# start of TASK DATA

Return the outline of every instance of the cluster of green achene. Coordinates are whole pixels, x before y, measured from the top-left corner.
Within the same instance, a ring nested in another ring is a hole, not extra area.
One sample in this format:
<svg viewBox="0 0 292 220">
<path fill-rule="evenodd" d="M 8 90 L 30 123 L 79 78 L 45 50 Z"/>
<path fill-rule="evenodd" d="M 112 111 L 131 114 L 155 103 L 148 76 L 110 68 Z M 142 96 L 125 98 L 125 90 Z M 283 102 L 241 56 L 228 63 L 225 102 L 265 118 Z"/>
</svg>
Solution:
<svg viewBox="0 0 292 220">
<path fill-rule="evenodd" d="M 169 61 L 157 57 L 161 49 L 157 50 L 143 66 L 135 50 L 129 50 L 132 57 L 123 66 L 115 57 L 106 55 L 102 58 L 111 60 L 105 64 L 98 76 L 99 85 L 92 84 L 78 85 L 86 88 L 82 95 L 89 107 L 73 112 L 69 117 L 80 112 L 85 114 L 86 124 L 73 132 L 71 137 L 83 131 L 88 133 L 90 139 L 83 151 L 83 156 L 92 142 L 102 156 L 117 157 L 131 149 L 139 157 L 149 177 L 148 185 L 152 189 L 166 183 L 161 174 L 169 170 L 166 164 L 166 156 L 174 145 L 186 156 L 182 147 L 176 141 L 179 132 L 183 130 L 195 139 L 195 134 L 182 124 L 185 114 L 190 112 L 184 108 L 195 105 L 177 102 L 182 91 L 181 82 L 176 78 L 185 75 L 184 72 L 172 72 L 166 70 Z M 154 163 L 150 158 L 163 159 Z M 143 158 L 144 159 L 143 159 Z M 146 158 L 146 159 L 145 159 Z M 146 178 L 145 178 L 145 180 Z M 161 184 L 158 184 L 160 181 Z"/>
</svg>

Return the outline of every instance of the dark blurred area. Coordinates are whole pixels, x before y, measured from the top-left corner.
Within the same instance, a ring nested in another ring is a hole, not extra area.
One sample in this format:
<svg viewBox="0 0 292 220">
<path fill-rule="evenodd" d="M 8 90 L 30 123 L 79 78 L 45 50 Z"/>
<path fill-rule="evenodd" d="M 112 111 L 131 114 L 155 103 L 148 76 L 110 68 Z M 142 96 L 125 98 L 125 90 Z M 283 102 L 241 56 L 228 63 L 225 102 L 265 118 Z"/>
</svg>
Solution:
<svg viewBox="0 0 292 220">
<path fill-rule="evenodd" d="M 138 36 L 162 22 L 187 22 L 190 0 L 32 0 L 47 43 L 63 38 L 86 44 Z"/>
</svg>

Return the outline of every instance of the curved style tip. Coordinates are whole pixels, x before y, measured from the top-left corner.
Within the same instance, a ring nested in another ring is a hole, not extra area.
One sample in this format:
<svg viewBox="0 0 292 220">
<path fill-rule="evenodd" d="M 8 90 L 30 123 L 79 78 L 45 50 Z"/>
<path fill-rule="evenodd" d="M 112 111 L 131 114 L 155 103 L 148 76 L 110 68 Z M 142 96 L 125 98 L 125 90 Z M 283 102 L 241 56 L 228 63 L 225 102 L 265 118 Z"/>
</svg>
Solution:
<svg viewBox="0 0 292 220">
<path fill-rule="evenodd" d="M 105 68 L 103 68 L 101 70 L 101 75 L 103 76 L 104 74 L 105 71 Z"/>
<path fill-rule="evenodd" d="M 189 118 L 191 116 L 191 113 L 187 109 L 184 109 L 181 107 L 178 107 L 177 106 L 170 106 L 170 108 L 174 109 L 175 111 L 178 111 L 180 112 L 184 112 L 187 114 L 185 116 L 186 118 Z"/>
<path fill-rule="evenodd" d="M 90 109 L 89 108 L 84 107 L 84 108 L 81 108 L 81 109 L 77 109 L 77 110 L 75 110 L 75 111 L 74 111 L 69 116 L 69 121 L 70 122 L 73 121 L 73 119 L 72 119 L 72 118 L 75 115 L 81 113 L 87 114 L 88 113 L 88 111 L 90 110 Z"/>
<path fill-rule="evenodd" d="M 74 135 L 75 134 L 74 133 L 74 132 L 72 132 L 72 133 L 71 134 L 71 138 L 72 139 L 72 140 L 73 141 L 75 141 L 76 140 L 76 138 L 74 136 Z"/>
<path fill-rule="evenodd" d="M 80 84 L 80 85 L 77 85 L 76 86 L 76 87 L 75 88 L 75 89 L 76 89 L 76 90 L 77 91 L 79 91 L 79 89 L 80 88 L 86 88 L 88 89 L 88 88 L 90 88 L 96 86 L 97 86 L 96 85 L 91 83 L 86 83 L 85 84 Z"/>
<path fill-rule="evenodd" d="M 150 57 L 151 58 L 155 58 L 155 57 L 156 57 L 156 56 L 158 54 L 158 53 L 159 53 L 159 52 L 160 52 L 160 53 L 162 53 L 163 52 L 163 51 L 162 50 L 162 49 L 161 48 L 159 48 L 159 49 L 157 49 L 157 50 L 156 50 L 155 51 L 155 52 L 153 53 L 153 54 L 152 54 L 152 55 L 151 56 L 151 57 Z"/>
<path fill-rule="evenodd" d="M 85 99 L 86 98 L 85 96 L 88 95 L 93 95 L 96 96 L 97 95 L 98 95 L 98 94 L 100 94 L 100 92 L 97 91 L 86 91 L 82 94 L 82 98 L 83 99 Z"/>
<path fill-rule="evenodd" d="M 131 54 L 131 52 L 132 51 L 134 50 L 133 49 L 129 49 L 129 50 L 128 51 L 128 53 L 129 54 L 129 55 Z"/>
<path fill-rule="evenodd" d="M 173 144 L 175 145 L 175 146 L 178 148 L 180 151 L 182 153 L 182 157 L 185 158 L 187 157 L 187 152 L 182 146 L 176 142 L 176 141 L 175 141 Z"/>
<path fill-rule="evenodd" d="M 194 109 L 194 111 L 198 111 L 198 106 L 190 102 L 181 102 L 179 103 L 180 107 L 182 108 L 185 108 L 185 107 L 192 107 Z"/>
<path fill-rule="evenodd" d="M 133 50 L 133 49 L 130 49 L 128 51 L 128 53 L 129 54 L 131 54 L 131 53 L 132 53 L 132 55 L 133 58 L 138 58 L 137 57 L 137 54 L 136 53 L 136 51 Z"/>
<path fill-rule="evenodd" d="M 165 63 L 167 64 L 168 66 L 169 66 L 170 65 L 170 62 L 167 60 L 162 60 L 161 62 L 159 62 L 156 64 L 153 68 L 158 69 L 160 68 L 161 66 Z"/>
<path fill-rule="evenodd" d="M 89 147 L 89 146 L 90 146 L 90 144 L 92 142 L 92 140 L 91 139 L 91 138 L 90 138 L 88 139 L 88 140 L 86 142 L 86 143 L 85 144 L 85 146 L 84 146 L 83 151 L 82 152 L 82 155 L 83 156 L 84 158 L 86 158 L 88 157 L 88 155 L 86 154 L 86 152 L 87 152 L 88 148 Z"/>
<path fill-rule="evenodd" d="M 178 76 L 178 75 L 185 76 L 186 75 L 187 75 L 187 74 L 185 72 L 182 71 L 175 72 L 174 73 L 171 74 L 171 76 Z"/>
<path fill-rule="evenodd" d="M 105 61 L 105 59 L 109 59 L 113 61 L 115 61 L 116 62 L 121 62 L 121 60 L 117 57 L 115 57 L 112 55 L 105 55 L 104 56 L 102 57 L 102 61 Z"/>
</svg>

# end of TASK DATA

Count the lines in the records above that contain the word "pixels", and reply with only that number.

3